*Required task*. List each line in the entries below that contains the string "target", copying every such line in full.

--- BEGIN ---

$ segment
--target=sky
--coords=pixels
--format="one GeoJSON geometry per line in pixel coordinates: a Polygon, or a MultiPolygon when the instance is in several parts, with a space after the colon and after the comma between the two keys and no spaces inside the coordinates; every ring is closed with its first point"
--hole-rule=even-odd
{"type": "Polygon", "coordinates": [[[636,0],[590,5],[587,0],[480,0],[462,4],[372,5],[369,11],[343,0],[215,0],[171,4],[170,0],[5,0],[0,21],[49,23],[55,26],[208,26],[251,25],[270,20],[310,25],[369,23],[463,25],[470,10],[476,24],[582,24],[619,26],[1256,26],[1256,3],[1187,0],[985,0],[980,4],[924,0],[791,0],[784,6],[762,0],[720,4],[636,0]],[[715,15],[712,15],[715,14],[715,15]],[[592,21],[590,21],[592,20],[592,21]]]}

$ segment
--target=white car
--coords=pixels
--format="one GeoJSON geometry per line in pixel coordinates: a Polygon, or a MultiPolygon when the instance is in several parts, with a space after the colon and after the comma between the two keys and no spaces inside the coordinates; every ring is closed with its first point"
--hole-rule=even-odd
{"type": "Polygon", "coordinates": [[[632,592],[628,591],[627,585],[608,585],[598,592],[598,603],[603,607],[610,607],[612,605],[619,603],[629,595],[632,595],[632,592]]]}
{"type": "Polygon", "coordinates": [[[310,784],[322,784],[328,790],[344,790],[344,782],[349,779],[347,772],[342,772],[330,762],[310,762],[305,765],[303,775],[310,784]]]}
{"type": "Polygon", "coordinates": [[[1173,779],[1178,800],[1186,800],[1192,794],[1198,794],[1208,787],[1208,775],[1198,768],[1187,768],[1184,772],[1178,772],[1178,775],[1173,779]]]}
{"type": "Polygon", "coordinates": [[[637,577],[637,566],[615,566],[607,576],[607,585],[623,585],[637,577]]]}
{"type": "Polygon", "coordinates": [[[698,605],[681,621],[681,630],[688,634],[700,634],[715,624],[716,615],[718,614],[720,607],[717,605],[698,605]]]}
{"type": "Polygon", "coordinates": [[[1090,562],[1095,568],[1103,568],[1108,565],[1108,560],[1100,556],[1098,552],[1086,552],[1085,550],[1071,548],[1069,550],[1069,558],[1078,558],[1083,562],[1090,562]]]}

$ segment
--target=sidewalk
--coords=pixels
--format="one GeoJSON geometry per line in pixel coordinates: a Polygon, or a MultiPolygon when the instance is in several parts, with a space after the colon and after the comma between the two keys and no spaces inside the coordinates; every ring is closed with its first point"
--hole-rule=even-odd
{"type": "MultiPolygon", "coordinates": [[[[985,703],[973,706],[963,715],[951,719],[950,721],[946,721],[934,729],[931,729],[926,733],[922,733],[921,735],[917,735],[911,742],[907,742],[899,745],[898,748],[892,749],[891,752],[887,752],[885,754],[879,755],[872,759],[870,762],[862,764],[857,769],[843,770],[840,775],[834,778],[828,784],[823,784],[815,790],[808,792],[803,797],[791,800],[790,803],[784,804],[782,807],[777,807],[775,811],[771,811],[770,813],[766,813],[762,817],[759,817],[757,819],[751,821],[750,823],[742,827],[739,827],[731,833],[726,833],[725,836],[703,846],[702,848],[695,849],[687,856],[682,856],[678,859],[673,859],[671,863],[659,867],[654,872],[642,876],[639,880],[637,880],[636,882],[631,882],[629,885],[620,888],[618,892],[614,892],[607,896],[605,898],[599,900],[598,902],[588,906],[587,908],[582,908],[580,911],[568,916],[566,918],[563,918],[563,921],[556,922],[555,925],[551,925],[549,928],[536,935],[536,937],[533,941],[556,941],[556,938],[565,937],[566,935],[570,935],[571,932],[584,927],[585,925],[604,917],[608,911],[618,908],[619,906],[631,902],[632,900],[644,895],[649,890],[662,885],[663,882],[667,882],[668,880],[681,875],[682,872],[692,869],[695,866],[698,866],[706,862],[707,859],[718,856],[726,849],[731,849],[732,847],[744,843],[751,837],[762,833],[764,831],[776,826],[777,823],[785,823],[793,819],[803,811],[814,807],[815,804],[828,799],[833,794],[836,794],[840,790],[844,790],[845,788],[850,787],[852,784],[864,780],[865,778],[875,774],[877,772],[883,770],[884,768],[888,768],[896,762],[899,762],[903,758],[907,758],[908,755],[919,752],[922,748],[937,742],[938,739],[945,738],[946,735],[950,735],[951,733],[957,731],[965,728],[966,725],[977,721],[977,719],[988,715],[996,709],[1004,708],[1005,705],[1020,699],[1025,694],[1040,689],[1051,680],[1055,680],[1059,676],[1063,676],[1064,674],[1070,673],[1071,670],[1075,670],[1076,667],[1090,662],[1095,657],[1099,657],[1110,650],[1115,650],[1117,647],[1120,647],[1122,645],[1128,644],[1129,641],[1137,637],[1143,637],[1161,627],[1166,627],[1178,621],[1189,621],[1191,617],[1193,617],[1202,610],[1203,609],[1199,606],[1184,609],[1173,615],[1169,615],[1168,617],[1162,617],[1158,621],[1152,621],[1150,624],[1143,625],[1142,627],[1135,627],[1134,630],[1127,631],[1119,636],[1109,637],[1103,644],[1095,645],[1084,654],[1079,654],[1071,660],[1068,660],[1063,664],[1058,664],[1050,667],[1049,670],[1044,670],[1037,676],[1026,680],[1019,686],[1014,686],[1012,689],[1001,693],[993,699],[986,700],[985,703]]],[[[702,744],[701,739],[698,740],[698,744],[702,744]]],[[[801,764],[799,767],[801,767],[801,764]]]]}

--- END ---

*Response to the exercise*.
--target=sky
--target=white car
--target=sidewalk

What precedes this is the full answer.